[Activity]:
Copy out the passage of the artist profile below word for word, starting with "WIlliams’ paintings include" and going on through "process of discovery.".

[Passage shown]:
------
This week we welcome Aaron Williams, a painter based in Queens who explores the space between representation and abstraction. He holds an undergraduate degree from the Maine College of Art, and an MFA from Rutgers University.
WIlliams’ paintings include bits of deconstructed screen-printed images. While the specificity of the paintings’ photographic source material is often lost, the DNA of the images remains. Combining these photographic parts with overtly abstract elements, the paintings become amalgams of disparate languages, abstractions found through a process of discovery.
He has had solo exhibitions at Max Protetch, Baumgartner Gallery and Mulherin + Pollard galleries in New York, as well as LaMontagne Gallery in Boston. His most recent solo project was with MEN Gallery in Brooklyn. Williams’ work has been featured in several group exhibitions in the U.S., including the Portland Museum of Art in Maine, Memphis Social in Tennessee and New York’s Denny Gallery and Lu Magnus Gallery.
“My recent paintings are made using screen printing, pouring and brushwork. The screens that I use contain images of water and bloody depictions from horror films. They’ve become much like any mark making tool, capable of clarity but increasingly I use them gesturally, cultivating the imperfections and idiosyncrasies that occur through imperfect printing and surfaces,” he writes.
“I consider these paintings to be abstractions. The water images are unspecific and could represent many things; an ocean, tub, digital depiction, a sound wave or generated pattern. Their diffuse nature opens them up for meaning. The horror pictures are from the bloodiest film images I can find, full of drips and pours contained within halftone dots. Both types of screened images speak to painterly gesture, despite their static character. I make a mess of these paintings before something begins to make sense and then it’s often finished all at once. There’s a point in the process when idiosyncrasies take over and accidents dictate the course of the work. The finished painting represents the last decision made, usually a large gesture that stretches across the whole canvas. A final assertive act in a process of mistakes, creation through destruction.”
------
[Data under study]:
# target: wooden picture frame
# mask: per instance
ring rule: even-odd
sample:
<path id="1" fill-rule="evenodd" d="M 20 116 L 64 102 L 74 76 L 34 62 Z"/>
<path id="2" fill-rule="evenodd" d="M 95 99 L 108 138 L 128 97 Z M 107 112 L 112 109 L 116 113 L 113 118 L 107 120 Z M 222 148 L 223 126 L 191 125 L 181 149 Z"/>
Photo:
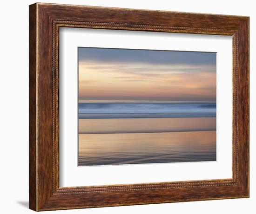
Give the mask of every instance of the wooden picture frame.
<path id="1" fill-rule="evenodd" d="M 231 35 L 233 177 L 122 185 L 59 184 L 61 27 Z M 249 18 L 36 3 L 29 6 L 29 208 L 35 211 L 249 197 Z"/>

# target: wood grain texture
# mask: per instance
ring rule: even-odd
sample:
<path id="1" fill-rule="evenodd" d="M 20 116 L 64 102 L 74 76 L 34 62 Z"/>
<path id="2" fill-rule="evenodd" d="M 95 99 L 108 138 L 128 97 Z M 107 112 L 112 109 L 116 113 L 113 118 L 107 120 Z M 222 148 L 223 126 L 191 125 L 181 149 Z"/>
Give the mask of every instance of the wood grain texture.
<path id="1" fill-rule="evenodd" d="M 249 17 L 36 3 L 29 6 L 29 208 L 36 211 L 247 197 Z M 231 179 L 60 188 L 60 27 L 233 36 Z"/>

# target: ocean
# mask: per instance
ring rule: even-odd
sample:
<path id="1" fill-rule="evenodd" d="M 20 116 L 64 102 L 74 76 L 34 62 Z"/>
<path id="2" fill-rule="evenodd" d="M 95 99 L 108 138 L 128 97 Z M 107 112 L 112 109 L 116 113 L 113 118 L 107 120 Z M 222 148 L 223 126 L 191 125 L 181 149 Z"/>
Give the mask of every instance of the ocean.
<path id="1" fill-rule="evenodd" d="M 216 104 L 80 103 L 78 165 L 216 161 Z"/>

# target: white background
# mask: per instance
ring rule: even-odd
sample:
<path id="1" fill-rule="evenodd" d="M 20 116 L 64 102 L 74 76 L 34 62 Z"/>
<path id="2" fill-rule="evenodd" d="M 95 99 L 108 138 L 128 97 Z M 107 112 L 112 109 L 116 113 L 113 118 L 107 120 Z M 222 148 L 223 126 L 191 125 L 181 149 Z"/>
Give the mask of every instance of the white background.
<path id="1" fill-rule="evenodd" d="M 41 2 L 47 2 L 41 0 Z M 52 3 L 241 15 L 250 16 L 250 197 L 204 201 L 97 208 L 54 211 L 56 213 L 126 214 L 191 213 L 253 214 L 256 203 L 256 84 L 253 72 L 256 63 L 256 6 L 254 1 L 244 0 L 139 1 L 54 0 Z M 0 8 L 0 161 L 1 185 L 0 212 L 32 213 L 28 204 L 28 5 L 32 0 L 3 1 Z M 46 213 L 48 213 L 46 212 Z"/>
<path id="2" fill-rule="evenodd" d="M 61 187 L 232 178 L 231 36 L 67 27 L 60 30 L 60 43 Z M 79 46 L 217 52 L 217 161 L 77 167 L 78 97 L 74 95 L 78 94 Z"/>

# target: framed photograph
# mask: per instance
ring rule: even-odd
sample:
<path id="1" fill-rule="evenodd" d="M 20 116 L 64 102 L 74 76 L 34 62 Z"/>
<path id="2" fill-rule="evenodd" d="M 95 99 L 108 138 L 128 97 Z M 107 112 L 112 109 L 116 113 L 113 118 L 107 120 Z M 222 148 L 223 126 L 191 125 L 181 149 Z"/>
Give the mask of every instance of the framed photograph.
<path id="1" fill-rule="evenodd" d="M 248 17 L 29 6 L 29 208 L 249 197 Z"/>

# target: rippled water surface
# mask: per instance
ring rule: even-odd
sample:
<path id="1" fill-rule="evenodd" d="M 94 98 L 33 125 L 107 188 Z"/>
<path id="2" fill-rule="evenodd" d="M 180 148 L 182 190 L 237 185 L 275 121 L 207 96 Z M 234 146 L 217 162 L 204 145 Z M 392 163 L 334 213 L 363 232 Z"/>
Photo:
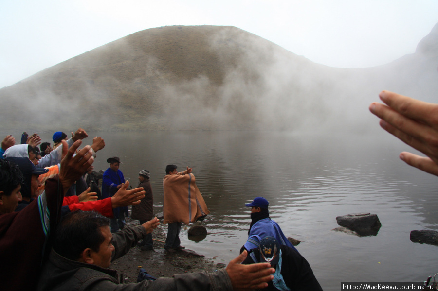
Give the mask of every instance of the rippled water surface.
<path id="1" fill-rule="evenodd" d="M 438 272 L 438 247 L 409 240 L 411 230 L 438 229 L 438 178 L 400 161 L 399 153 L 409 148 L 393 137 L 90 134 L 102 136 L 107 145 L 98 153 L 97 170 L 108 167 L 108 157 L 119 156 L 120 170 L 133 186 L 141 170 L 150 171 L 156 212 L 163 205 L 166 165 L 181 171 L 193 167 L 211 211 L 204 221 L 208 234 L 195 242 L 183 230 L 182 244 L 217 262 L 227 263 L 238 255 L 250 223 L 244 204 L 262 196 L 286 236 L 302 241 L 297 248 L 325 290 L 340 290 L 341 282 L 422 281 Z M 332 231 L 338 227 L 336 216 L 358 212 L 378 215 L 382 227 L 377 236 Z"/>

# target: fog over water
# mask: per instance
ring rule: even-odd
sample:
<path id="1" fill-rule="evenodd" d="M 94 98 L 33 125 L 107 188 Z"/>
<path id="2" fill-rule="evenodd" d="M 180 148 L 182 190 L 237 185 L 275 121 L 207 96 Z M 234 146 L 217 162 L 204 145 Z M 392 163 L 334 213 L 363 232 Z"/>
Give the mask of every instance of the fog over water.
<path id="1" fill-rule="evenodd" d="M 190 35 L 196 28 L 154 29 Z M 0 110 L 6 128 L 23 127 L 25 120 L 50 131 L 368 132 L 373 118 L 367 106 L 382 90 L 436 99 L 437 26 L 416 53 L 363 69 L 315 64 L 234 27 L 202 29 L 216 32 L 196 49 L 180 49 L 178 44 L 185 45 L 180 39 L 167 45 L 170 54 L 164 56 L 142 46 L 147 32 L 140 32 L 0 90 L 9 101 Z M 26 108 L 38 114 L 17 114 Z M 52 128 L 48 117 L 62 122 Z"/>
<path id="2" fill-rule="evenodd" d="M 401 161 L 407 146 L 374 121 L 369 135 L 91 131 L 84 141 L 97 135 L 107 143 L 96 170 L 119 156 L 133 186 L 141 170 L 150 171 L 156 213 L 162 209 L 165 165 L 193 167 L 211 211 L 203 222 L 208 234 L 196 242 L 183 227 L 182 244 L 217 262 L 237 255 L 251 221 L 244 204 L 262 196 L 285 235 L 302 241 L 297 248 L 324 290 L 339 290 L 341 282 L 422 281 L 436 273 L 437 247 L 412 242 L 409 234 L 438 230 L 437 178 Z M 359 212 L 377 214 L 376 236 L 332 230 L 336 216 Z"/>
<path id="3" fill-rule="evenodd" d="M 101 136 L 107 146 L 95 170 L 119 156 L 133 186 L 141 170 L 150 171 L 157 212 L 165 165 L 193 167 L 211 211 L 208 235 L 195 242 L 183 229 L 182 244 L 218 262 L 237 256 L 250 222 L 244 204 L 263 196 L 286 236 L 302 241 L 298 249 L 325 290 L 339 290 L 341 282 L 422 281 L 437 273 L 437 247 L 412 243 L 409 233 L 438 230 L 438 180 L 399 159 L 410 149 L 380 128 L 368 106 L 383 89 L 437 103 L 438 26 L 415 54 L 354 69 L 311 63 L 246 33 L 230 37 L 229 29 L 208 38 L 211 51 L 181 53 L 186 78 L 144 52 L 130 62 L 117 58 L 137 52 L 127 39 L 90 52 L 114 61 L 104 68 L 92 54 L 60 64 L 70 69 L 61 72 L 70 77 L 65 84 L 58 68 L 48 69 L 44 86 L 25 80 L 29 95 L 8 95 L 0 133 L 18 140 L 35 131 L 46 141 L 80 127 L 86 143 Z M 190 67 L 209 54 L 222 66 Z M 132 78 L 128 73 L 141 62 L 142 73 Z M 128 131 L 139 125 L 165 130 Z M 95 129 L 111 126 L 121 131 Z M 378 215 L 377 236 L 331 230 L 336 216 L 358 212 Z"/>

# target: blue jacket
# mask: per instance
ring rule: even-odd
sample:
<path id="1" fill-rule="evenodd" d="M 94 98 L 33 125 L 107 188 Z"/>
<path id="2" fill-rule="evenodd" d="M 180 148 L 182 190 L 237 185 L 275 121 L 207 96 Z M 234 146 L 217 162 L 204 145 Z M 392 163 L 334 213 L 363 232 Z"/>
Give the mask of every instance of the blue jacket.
------
[Result of this exercise]:
WIlliams’ paintings include bits of deconstructed screen-printed images. While the specificity of the paintings’ photographic source material is often lost, the DNA of the images remains. Combining these photographic parts with overtly abstract elements, the paintings become amalgams of disparate languages, abstractions found through a process of discovery.